— REQUIRED WORK —
- A) Reproduce the stretch of the message about Juniper MX960 packet loss from "Excerpts from Serge" through "the right picture.".
- B) Summarize the message about Juniper MX960 packet loss in two sentences.

— SELECTED PASSAGE —
* * * * * * * * *

Excerpts from Serge Vautour's message of Thu Feb 18 16:28:44 -0800 2010:
> Hello,
> 
> We recently used a traffic generator to run RFC2544 tests against a Juniper 
> MX960. The 1G ports work flawlessly. 0% packet loss at all frame sizes. 
> 
> The 10G ports  (4x10G "R" card) didn't do as well. They dropped up to 25% 
> packets with certain small frames (ex: 70 byte frames). The packet loss goes 
> away almost completely for frames larger than 100 bytes. Our SE tells us this 
> is normal and is due to how the MX chops the frames up into 64 byte cells 
> inside the PFE. The 4x10G cards have 4 separate PFEs (1 per 10G port) and 
> each of them has 10G of bandwidth. 10G of small frames essentially creates 
> more than 10G of traffic inside the PFE. That explanation may not be 100% 
> correct but I think it paints the right picture.
> 
> Now the questions. Is this a problem on production networks with real world 
> traffic? What about on VPN networks with alot of small frames like VoIP? Has 
> anyone seen this problem creep it's head in production?

Isn't the minimum Ethernet frame size 64 bytes? I think Ethernet II /
Ethernet 802.3 requires this.

Wouldn't this make the problem moot if you're just running Ethernet?

Might be a problem with small ATM cells?

* * * * * * * * *

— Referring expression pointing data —
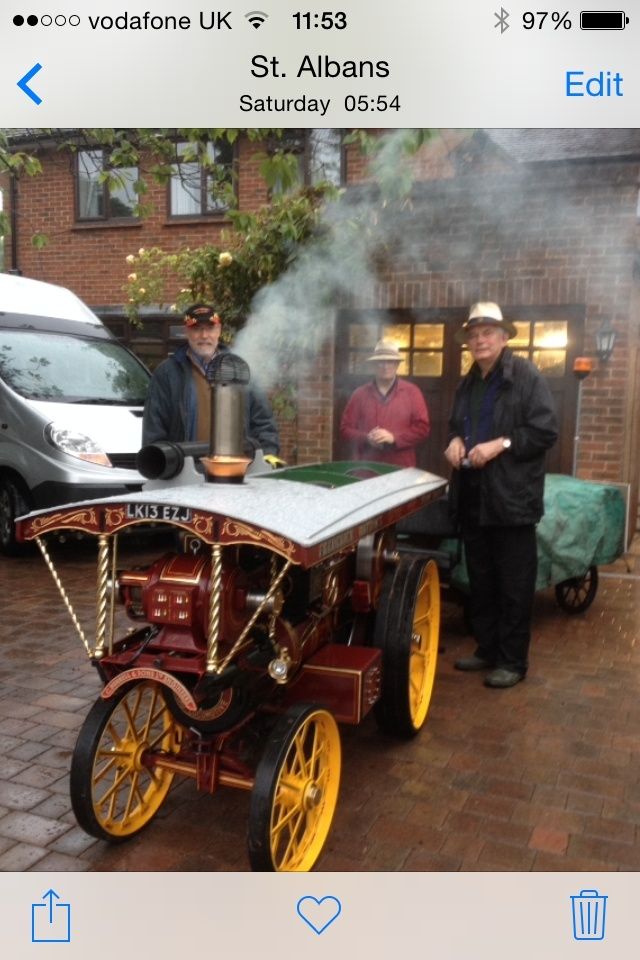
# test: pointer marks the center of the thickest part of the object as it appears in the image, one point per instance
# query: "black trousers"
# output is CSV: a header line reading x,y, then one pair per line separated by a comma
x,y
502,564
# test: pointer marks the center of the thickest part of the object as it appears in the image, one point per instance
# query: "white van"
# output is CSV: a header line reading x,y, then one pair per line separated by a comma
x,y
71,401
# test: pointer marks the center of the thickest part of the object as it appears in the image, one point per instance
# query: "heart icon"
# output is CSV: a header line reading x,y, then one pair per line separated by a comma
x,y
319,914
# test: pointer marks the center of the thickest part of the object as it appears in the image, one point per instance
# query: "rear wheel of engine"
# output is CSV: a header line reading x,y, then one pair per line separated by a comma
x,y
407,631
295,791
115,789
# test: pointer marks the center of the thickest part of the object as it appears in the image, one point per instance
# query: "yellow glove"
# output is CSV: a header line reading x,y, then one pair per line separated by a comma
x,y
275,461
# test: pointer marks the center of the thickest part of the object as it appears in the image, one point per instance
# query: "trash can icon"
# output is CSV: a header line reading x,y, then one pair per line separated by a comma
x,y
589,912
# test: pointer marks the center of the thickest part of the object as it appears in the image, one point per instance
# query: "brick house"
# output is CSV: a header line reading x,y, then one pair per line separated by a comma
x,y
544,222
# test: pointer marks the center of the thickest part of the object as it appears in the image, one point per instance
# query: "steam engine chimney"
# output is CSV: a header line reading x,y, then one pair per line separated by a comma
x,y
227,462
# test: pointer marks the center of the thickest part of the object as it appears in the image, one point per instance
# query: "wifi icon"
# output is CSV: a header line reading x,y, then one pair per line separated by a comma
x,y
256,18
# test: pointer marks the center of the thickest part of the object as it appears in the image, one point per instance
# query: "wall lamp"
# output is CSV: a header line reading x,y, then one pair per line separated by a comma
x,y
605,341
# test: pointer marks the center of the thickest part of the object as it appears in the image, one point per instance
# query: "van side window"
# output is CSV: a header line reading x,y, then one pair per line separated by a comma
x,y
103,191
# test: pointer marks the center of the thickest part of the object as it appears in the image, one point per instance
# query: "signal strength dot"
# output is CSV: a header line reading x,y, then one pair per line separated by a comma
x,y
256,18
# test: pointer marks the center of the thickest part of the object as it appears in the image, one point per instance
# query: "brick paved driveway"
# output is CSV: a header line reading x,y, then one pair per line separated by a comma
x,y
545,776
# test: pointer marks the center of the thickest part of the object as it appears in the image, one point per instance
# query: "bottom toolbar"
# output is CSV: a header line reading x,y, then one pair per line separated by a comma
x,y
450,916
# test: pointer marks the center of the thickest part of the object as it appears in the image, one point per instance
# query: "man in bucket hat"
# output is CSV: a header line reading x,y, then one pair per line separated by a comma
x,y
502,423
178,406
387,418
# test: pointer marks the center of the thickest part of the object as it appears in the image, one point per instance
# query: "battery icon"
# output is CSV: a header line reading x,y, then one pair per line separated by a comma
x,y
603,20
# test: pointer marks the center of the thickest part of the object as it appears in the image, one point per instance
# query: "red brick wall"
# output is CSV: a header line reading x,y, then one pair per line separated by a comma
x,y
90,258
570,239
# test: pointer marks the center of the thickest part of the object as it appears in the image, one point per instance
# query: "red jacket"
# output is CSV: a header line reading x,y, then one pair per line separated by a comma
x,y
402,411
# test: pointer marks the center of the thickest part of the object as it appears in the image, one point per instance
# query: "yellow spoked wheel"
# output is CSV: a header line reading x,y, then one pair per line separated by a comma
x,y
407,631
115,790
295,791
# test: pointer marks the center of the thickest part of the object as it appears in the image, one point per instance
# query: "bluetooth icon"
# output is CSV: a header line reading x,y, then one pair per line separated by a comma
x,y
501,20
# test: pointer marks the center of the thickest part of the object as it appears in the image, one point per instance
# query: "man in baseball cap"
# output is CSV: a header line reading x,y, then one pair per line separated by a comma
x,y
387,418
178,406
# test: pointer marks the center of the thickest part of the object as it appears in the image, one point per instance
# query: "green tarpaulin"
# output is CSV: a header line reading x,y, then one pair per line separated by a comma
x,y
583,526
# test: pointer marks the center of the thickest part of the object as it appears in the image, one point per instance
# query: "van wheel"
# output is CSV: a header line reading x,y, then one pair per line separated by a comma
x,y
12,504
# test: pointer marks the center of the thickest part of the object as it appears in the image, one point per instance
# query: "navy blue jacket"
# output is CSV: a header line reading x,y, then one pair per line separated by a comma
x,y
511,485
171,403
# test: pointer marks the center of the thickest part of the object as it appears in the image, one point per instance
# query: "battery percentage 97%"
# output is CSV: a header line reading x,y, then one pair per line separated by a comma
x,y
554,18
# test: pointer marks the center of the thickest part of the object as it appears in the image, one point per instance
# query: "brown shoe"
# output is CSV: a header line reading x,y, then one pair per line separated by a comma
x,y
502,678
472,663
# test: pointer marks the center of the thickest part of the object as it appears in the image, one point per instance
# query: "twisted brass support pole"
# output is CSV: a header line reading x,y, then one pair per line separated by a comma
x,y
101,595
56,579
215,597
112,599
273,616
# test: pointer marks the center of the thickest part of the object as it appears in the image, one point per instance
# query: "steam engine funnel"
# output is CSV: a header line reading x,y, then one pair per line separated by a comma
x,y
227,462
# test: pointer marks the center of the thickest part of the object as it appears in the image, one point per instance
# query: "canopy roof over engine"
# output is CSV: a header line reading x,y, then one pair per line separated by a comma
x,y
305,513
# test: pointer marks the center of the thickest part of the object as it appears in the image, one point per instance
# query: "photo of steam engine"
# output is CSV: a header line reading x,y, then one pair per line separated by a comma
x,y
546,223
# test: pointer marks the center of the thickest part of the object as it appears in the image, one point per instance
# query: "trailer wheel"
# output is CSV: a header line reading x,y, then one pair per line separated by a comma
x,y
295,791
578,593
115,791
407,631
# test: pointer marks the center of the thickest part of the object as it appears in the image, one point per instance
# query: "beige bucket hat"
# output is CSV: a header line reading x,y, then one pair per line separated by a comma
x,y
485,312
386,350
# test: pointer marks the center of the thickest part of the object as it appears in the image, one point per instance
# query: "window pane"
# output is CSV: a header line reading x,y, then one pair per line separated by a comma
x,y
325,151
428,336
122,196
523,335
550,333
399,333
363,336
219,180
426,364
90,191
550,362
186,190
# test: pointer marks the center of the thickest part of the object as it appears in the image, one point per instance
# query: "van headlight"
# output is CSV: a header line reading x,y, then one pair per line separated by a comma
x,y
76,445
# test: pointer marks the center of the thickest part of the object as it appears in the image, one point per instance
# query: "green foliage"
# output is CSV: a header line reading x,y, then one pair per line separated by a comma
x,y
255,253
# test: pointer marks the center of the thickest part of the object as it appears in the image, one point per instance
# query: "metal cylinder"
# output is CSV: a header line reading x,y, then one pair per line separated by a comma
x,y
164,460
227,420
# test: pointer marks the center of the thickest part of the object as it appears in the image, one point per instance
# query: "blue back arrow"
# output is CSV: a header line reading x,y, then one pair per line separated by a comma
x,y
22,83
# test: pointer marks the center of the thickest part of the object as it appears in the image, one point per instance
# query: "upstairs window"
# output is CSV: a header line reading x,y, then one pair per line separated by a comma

* * * * * * * * *

— ANSWERS BY ITEM NUMBER —
- A)
Excerpts from Serge Vautour's message of Thu Feb 18 16:28:44 -0800 2010:
> Hello,
> 
> We recently used a traffic generator to run RFC2544 tests against a Juniper 
> MX960. The 1G ports work flawlessly. 0% packet loss at all frame sizes. 
> 
> The 10G ports  (4x10G "R" card) didn't do as well. They dropped up to 25% 
> packets with certain small frames (ex: 70 byte frames). The packet loss goes 
> away almost completely for frames larger than 100 bytes. Our SE tells us this 
> is normal and is due to how the MX chops the frames up into 64 byte cells 
> inside the PFE. The 4x10G cards have 4 separate PFEs (1 per 10G port) and 
> each of them has 10G of bandwidth. 10G of small frames essentially creates 
> more than 10G of traffic inside the PFE. That explanation may not be 100% 
> correct but I think it paints the right picture.

- B) A quoted message from Serge Vautour reports RFC2544 tests on a Juniper MX960 in which the 1G ports had no packet loss but the 10G ports dropped up to 25% of packets with certain small frames, which the SE attributed to the MX chopping frames into 64-byte cells inside the PFE. The message asks whether this causes problems on production networks, and the reply asks whether a 64-byte minimum Ethernet frame size would make the problem moot and whether small ATM cells might be a problem.